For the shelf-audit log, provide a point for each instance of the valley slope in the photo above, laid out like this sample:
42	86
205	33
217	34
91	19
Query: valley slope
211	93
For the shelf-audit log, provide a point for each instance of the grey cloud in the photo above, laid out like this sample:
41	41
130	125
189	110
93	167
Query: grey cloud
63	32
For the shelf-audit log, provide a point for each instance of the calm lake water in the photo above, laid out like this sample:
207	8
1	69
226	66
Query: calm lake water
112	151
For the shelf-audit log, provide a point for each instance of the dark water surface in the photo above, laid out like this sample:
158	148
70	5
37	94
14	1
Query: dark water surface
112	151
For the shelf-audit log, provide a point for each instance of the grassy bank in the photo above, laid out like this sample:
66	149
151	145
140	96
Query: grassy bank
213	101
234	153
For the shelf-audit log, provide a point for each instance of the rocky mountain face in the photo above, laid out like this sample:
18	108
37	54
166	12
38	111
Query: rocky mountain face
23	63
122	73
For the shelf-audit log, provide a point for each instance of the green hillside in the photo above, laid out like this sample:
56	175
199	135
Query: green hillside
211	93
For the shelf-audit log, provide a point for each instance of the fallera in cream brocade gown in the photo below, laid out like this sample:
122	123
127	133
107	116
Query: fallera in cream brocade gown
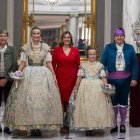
# # # # # # #
Lay out every line of the items above as a Markdown table with two columns, Row and Line Text. Number the rows in order, and leave out blank lines and the pictures.

| Row | Line Text |
|---|---|
| 1 | For the shelf-audit log, provide a point for each instance of the valley slope in the photo above, laid out like this sample: |
| 2 | 42	86 |
| 3 | 205	33 |
| 4 | 217	34 |
| 5 | 91	19 |
| 6 | Query: valley slope |
| 7 | 211	93 |
| 8 | For the shelf-audit log, provide a point for each instance of the grey cloud in the photo above, laid out like this sample: |
| 9 | 41	41 |
| 10 | 130	125 |
| 11 | 189	110 |
| 12 | 93	167 |
| 13 | Query: grey cloud |
| 14 | 63	32 |
| 15 | For the shelf-audit log, provide a point for each instance of the calm lake water in the photo above, laid out like this sample: |
| 16 | 207	8 |
| 17 | 1	69 |
| 18 | 226	66 |
| 19 | Query: calm lake water |
| 20 | 112	151 |
| 21 | For the shelf-audit log, provide a point for each instance of the dark water surface in the photo above, laid out like this sample: |
| 22 | 158	148 |
| 23 | 70	5 |
| 24 | 37	94 |
| 25 | 14	1 |
| 26 | Query: dark water surface |
| 27 | 112	151 |
| 28 | For the shelf-audit log, provide a point for each instance of the grassy bank in the photo above, laid out like this sample: |
| 29 | 66	149 |
| 30 | 151	145 |
| 31 | 140	96 |
| 32 | Query: grassy bank |
| 33 | 213	101 |
| 34 | 234	153 |
| 35 | For the shelf-audit log, provide a point for each instance of the rocky mountain face in the photo above, laid out like this sample: |
| 36 | 18	108 |
| 37 | 37	54 |
| 38 | 166	12 |
| 39 | 38	111 |
| 40 | Query: rocky mountain face |
| 41 | 23	63 |
| 42 | 122	73 |
| 43 | For the shelf-audit log, provide a point for each instance of the green hillside in the photo above, laid out like this sample: |
| 44 | 56	175 |
| 45 | 199	135 |
| 46 | Query: green hillside |
| 47 | 211	93 |
| 48 | For the shelf-audit log, provide a point for each instance of the fallera in cream brocade gown in the photo below, laid out like this sample: |
| 49 | 122	123 |
| 50 | 127	133 |
| 51 | 107	116 |
| 52 | Query: fallera in cream brocade gown |